MATERIALS PROVIDED:

****

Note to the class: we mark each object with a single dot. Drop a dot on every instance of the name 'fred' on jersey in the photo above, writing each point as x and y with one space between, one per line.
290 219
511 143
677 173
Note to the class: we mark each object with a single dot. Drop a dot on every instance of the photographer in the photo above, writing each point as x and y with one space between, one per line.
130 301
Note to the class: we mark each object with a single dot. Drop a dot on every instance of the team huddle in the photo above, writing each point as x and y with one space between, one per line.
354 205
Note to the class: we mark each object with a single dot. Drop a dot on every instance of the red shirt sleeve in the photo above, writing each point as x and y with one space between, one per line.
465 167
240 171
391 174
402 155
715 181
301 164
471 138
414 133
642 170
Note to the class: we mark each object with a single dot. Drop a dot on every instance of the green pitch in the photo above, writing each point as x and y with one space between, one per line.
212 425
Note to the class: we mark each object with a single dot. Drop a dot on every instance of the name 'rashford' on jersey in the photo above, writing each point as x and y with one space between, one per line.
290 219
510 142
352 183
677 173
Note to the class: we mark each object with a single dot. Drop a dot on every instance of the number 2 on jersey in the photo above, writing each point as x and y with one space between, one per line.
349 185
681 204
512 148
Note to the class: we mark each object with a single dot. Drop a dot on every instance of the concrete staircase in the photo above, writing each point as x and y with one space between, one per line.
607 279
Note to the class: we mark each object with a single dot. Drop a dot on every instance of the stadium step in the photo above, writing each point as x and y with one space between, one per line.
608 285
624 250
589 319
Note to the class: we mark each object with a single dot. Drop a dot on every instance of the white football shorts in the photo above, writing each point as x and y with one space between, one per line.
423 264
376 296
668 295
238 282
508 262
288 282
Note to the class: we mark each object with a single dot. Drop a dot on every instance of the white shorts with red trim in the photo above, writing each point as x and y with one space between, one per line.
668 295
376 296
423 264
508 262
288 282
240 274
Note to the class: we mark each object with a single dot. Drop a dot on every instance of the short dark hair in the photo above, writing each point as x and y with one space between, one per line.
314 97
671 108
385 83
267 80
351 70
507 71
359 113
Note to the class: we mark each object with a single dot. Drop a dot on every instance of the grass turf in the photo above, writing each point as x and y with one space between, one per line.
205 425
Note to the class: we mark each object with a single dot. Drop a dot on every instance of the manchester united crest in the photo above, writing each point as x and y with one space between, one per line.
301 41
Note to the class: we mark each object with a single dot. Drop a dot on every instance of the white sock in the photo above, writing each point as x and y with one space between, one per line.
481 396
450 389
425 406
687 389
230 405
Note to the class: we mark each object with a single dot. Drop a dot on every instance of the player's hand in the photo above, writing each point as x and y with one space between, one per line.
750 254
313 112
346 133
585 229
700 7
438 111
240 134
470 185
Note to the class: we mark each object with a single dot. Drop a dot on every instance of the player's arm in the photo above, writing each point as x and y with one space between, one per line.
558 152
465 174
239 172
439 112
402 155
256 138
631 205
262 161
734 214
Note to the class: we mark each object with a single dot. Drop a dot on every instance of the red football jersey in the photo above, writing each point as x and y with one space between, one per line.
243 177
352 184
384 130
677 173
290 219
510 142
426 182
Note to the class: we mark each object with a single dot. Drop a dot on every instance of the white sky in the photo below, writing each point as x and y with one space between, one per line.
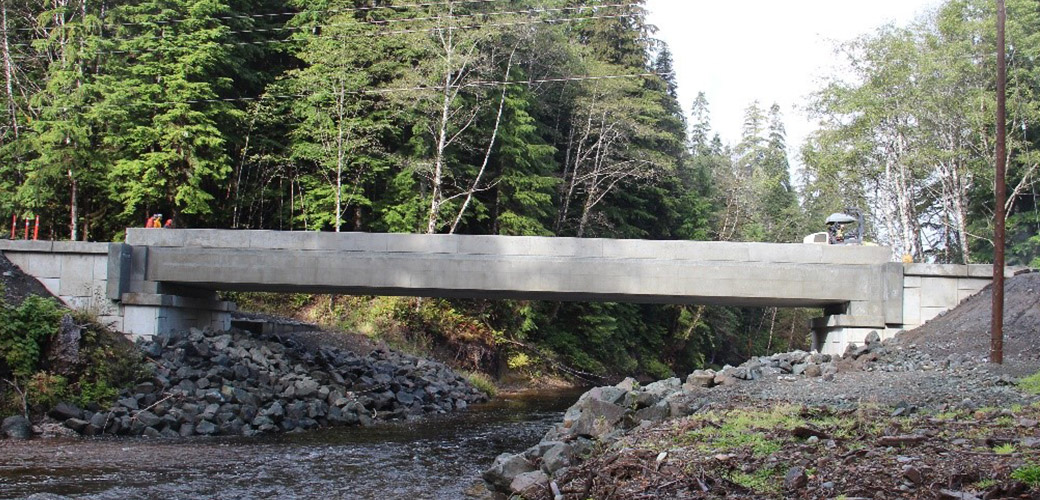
737 51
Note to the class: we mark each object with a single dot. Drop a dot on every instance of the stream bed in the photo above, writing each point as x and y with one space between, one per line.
438 457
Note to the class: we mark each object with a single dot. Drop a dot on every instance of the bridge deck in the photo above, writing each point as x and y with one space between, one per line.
519 267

****

DIRECTIVE: Retype everything in the material word for word, minus pictures.

SOLUTION TO THIS TASK:
Note to the class: we mark each object with a single dot. Drop a dot on every instance of the name 'fred' on jersey in the photo above, writing each point as x and y with one space between, one per line.
290 219
511 143
677 173
Note to the class: we mark each object with a single dot. Drop a dot on every instance of the photographer in the photo above, writing each point as x and y with one space between, one per line.
130 301
Note to the class: we mark each object with a single dot. Drop a dot on every instance of the team huddle in the photo above, writing each point as x and y with one space between, one per line.
354 205
Note to the class: we mark each object with a single dot. Drop a dot on every instance of the red shirt sleeve in the photo above, writing each point as x and y with one space between, one per line.
465 167
240 171
391 174
402 155
715 181
301 164
471 138
414 133
642 170
Note to the class: we mark each object with a single dot. Drop a dot on every instance of the green pitch in the photo above, writing each point as x and y with one space between, one per line.
212 425
Note to the class: we mark each object with a single dot. Drop a dot on every instance of the name 'rashford' on jersey in the photo above, writing each point as x and y with one space between, one per line.
290 219
510 142
352 183
677 173
Note to the class: we mark each object with a single dot. Drop a dot on every instance of the number 2 on jersey in the photo above, writing each point as x and y with one space between, one per line.
349 185
681 204
512 148
Note to the class: we mark each object with a single dot. Drop a dot on every instance of the concrete staircase in the photo above, writing each point as x and y with one space between, one per line.
607 279
Note to the class: we mark each object with a single dot. Drop a dot on every instance of the stadium step in the photo above, writing each point as x and y with one space between, one per line.
608 285
624 250
589 319
Note to the class: we mark each object with a single dot. Drop a dot on every instance of the white football shorts in the photo above, writing each point as x and y with one space between, one per line.
423 264
376 296
668 295
238 282
508 262
288 282
Note to the class: we mark each object with a single dot. Drop a dot on every instance of the white shorts with red trim in the photo above, writing each point as x and y with one space between, one per line.
668 295
376 296
423 264
508 262
288 282
240 274
Note to the class: we mark each object with a single dot. Drop a dot on every instance of the short dark hair in the photo above, writing each point as x and y with one space between, one per line.
314 97
671 108
385 83
267 80
351 70
507 71
359 113
Note to the class: we mark each object with a single dot. Drop a dot on every instance of the grass turf in the photo above, writing each point as x and y with one space between, one per line.
205 425
Note to the class: we mark each object with a single dot. Drop a dot on every instance of the manchester united crest in the photo above, writing each point as x and y with one space between, one per line.
301 41
Note to the class: we mark each object with a single dot. Drop a dot on every instance of the white sock in the photo above, writing each point as x and y with one space between, one per line.
481 396
450 389
425 406
687 389
230 405
Note to the class: we mark each object with a single dot. Drop a dot on every instance of the player's hand in the photo above, writing each point as x and y with one space between, one per line.
750 254
313 112
346 133
585 229
700 7
438 111
240 134
470 185
Note to the class: we mark each object with a single dot. Drop a dot on every instance of the player's arm in the photo above, writing each point as x and y with one space between, one per line.
558 152
465 174
239 172
439 112
402 155
256 138
631 205
262 161
734 214
Note to the class: we mark each object with a single dot. Drop a dot on every instance of the red football jersey in the photo above, writing each point as x and y with one space between, one per line.
243 177
352 184
384 130
677 173
290 219
510 142
426 182
Note to the class: we mark each object with a single dot. Drop a dot on every instance of the white sky in the photo below, writing each point as x and y with one space between, one per line.
737 51
Note to the class: we mark each object with a single dot. Drop a dot on every instance of the stream bed in the photo above, writing each point as x and y with one space between, one per line.
438 457
Note to the class: we mark each object with a single dot. Drop a dot on every instance of the bridge deck in the photo above, writing each point as x and y with one space between, one per line.
519 267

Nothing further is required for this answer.